**What you are asked to do:** Return every line below exactly.

**Data to examine:**

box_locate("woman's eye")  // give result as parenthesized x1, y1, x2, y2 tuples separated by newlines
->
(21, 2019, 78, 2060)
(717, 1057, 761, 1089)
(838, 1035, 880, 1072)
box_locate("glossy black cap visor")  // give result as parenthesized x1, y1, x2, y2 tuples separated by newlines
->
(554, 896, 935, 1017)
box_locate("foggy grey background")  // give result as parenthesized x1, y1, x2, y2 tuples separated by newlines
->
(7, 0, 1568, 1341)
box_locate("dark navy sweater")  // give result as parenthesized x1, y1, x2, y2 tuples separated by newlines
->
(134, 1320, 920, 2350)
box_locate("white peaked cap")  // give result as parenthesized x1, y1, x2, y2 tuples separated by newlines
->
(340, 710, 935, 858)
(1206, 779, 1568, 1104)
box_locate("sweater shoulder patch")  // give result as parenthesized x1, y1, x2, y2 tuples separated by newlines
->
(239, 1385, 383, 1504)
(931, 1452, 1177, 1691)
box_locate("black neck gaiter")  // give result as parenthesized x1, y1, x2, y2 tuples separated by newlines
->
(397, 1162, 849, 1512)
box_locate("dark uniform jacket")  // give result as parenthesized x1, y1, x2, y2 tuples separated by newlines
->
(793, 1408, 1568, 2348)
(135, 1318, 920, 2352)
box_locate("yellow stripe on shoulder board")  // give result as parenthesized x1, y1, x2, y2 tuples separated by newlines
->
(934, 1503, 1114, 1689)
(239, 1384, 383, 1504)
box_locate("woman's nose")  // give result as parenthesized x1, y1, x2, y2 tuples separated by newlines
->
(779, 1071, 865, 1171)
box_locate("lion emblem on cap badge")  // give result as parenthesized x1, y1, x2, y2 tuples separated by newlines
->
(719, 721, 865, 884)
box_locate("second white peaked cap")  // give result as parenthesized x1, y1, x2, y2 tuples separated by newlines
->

**Expected output:**
box_locate("woman's eye")  // give result as parenthesized x1, y1, x2, y2 tuples separated by newlines
->
(21, 2019, 78, 2060)
(717, 1057, 761, 1089)
(838, 1035, 880, 1072)
box_locate("glossy black cap visor")  // give result as parenthesized x1, y1, x2, y2 tuples separated by newlines
->
(554, 896, 935, 1017)
box_locate("foggy grey background")  // give result as parenthesized x1, y1, x2, y2 tuples separated by newlines
->
(7, 0, 1568, 1341)
box_locate("dark navy sweater")  // give result as parenthesized x1, y1, x2, y2 tuples separated by newlines
->
(134, 1320, 920, 2350)
box_locate("white peaked cap")  // give result as parenthesized x1, y1, x2, y2 tuples separated by newlines
->
(340, 710, 935, 858)
(1206, 779, 1568, 1104)
box_locate("sweater shoulder patch")  // give result as parenthesized x1, y1, x2, y2 tuples separated by newlines
->
(239, 1385, 383, 1504)
(931, 1452, 1177, 1691)
box_locate("black neck gaiter")  // give result as parenthesized x1, y1, x2, y2 tuples separated by newlines
->
(397, 1162, 849, 1512)
box_locate("dark uniform jacket")  // give result as parenthesized x1, y1, x2, y2 tuples separated by newlines
->
(793, 1408, 1568, 2348)
(135, 1318, 920, 2352)
box_locate("yellow stripe on shoulder board")  // give result as parenthesized x1, y1, x2, y2 tuples separated by newlines
->
(934, 1503, 1114, 1689)
(239, 1384, 383, 1504)
box_locate("woman's nose")  // give result as parenthesized x1, y1, x2, y2 tuples separated by newlines
->
(779, 1071, 865, 1171)
box_locate("lion emblem on cap badge")  // give result as parenthesized x1, y1, x2, y2 tuples separated by newlines
->
(719, 721, 865, 884)
box_locate("second white peaked cap")  // give result as parenthesized x1, y1, x2, y2 tuples separated by newlines
->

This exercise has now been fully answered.